# Objective
Count the lines in the records below that contain the string "white" and reply with only that number.

# Dataset records

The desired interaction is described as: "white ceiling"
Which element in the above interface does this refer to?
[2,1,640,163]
* * *
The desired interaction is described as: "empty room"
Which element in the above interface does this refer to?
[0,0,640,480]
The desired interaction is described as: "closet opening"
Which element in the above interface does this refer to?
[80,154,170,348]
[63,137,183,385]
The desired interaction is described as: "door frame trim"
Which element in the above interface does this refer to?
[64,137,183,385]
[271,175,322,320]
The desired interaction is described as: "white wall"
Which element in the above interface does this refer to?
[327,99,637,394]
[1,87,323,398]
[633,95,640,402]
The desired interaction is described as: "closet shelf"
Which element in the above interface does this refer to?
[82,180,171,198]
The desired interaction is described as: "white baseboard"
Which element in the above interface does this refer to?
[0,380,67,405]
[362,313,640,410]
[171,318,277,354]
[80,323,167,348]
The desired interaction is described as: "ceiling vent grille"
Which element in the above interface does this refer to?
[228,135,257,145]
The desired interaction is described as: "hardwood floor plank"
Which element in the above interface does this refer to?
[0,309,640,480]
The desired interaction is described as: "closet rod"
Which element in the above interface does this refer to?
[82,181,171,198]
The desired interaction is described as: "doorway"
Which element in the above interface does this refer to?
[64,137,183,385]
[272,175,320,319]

# Solved exercise
3